## Excerpt provided
Professor, Department of Theatre

Areas of Expertise
• Theory
• History, Literature, Criticism

Stratos E. Constantinidis is director of the Comparative Drama Conference, and a full-time tenured faculty member in the Department of Theatre at the Ohio State University where he teaches primarily theory, criticism, literature, historiography, and research methods. His book, Theatre Under Deconstruction (New York & London: Garland Publishing, 1993), was described as “a fascinating book, innovative in both its structure and its arguments” (Theatre Journal 1994:145). He is also a specialist on Modern Greek drama, film, and literature. His most recent book is Modern Greek Theatre: A Quest for Hellenism (Jefferson, NC & London: McFarland, 2001). He is currently writing a book on Greek Cinema. He has received an Alexander S. Onassis Public Benefit Foundation Research Fellowship to complete it.

He is the new editor of the Journal of Modern Greek Studies, the official journal of the Modern Greek Studies Association of America and Canada published by the Johns Hopkins University Press, and the editor of Text & Presentation, the journal of the Comparative Drama Conference for which he edited volumes 21 (2000), 22 (2001), and 23 (2002). He has also been the editor of four volumes--Classical Drama in Modern Performances (Theatre Studies, 1989), Modern Greek Drama (Journal of Modern Greek Studies 1996), Greek Film (Journal of Modern Greek Studies, 2000), and Greece in Modern Times: An Annotated Bibliography of Works Published in English in 22 Academic Disciplines (Lanham & London: Scarecrow Press, 2000). His 687-page annotated bibliography was described as "a monumental task, but one that has been done with clarity. The results are impressive" (Choice 2001:45).

Entries from a dataset
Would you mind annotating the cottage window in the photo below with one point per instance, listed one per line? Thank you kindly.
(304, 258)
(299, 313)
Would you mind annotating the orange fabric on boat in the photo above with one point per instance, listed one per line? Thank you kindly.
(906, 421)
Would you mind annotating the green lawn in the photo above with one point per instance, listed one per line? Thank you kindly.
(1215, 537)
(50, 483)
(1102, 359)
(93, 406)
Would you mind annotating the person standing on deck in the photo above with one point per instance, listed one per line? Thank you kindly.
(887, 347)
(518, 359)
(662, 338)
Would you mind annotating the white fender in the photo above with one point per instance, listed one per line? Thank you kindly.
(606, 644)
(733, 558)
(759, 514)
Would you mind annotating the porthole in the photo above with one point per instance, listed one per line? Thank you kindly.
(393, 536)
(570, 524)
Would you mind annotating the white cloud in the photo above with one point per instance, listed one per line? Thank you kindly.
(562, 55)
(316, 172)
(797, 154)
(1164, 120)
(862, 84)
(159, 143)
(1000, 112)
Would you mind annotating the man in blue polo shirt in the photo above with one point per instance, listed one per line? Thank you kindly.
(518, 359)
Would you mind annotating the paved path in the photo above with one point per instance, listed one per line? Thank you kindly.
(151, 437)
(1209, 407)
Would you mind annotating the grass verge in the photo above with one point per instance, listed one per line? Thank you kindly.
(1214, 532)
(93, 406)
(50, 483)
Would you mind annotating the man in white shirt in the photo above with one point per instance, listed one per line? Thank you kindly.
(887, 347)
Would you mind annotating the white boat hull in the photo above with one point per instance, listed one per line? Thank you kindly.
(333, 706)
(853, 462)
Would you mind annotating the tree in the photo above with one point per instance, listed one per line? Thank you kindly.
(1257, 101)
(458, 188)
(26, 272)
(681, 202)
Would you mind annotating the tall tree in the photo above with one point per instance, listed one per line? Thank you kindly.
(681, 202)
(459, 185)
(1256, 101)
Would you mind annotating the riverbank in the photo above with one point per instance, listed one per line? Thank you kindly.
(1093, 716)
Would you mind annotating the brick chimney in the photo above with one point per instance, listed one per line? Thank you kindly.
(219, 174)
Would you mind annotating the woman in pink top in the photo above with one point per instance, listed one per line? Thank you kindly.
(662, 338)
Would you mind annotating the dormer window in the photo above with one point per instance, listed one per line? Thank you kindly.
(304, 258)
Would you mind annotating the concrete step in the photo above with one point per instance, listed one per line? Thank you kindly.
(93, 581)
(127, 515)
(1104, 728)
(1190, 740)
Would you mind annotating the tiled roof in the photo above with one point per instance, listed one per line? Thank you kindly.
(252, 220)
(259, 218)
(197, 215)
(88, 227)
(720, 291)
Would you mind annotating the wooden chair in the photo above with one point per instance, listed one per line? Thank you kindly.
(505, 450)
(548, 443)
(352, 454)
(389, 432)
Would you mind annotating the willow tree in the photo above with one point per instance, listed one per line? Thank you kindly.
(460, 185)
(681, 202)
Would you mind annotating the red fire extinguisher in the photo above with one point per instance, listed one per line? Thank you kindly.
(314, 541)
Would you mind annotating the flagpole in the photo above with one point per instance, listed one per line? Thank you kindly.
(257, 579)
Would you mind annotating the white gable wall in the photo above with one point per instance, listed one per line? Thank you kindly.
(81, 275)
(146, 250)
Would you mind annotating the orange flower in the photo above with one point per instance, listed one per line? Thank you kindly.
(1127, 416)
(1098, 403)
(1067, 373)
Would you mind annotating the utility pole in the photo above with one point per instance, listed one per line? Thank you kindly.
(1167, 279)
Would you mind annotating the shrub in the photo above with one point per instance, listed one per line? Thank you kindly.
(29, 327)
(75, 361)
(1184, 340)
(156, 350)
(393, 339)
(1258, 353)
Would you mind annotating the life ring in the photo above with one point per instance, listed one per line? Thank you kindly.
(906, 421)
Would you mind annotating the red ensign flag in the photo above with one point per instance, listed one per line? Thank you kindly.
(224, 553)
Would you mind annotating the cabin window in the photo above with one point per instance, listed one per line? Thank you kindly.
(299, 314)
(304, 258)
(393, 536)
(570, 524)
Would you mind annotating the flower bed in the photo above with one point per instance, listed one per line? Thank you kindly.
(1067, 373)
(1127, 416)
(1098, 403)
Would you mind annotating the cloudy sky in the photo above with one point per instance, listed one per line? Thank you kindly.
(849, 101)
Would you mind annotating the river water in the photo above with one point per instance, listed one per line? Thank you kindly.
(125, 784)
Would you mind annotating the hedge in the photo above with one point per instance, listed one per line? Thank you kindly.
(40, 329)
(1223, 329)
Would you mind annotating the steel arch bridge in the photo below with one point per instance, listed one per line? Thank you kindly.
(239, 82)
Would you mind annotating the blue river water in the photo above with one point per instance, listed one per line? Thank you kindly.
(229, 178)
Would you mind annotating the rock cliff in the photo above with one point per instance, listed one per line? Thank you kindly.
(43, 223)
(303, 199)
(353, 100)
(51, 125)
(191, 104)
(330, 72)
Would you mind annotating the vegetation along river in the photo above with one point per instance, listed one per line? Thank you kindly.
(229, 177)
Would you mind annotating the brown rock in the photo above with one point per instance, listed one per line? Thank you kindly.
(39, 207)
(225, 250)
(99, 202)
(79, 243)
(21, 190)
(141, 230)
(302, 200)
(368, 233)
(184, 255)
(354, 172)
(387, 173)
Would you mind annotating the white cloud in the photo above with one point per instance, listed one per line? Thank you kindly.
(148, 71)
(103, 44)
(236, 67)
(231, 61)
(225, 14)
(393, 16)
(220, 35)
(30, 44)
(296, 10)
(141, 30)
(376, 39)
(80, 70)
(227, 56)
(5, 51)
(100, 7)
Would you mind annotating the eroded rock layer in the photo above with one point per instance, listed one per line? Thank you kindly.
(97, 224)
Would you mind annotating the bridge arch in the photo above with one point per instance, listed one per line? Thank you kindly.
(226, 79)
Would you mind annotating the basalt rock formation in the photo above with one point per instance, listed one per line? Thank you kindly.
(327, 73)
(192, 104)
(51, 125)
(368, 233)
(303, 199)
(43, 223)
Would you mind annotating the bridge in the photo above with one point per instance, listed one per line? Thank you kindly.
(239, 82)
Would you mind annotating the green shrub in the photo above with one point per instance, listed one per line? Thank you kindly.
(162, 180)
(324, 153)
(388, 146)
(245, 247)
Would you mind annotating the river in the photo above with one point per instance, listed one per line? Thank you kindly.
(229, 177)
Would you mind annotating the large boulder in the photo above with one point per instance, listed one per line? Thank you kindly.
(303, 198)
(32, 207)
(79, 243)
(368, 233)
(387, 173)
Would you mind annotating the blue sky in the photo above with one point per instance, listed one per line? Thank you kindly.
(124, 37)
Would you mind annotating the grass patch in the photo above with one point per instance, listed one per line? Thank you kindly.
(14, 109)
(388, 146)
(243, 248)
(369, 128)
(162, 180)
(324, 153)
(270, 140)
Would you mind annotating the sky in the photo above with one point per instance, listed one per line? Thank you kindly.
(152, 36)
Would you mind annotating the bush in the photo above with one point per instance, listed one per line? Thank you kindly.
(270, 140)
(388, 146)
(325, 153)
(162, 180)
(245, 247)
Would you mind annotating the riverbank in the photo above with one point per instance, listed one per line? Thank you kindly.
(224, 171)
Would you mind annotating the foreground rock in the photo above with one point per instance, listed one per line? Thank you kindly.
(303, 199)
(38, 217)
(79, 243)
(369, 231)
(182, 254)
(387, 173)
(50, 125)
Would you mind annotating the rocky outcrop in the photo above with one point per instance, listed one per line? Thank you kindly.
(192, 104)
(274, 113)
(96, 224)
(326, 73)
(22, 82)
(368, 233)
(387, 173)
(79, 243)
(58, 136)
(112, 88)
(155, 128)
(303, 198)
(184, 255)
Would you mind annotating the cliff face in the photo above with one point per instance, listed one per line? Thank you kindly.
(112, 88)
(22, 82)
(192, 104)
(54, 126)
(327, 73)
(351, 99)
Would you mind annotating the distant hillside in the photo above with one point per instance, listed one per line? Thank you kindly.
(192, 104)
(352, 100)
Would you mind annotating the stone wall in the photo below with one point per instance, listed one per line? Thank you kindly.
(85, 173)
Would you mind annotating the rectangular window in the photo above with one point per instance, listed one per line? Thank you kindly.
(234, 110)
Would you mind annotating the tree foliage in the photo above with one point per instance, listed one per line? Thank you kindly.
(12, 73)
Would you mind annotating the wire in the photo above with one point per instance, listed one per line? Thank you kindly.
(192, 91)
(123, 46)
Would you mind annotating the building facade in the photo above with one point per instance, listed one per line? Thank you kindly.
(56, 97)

## Problems to work on
1/ Using the faculty profile above, decide whether each statement agrees with it: (a) Theatre Under Deconstruction was published by Garland Publishing in 1993; (b) he has already completed his book on Greek Cinema; (c) his annotated bibliography runs to 687 pages. Answer yes or no for each, quoting the words of the profile that settle it.
2/ Carry on the faculty profile of Stratos E. Constantinidis from the point where it ends.

## Results of the tasks
1/
(a) Yes: "Theatre Under Deconstruction (New York & London: Garland Publishing, 1993)"
(b) No: "He is currently writing a book on Greek Cinema."
(c) Yes: "His 687-page annotated bibliography"

2/
He has translated William Shakespeare’s Anthony and Cleopatra into Greek (Athens: Polymnia Publishers, 1971), Iakovos Kambanellis’s A Tale without Title into English (Melbourne: Elikia Books, 1989; produced by the Greek Theatre of New York on Off-Off Broadway in 1981); and Kalliroi Siganou-Parren’s The New Woman into English in Modern Women Playwrights of Europe (New York & Oxford: Oxford University Press, 2001; produced by the Valley Ridge Theatre Company at the Heritage Theatre Festival in Thomas, West Virginia in 2002). He is currently translating Aeschylus’ Prometheus Bound. He likes to direct one-act plays when he can find the time and funds. He has directed Thornton Wilder’s Mozart and the Grey Steward; Tennessee William’s At Liberty; LeRoi Jones’ Great Goodness of Life; George Bernard Shaw’s Augustus Does His Bit; Harold Pinter’s Night; Samuel Beckett’s Play; Amiri Baraka’s Dutchman; and Terrence Rattigan’s three-act comedy, French without Tears.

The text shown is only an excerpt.